■ Stated goal
Please change each "amber wine glass" in the data below to "clear wine glass" and repeat the lines with nothing else altered.

■ Data provided
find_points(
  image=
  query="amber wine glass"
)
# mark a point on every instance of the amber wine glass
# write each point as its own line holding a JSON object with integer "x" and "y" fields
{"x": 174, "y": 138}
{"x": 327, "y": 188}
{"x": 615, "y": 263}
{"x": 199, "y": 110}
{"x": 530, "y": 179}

■ Task result
find_points(
  image=
  query="clear wine glass"
)
# mark a point on every instance of the clear wine glass
# write each point as its own line holding a JSON object with integer "x" and "y" fields
{"x": 174, "y": 138}
{"x": 327, "y": 188}
{"x": 615, "y": 263}
{"x": 199, "y": 110}
{"x": 530, "y": 179}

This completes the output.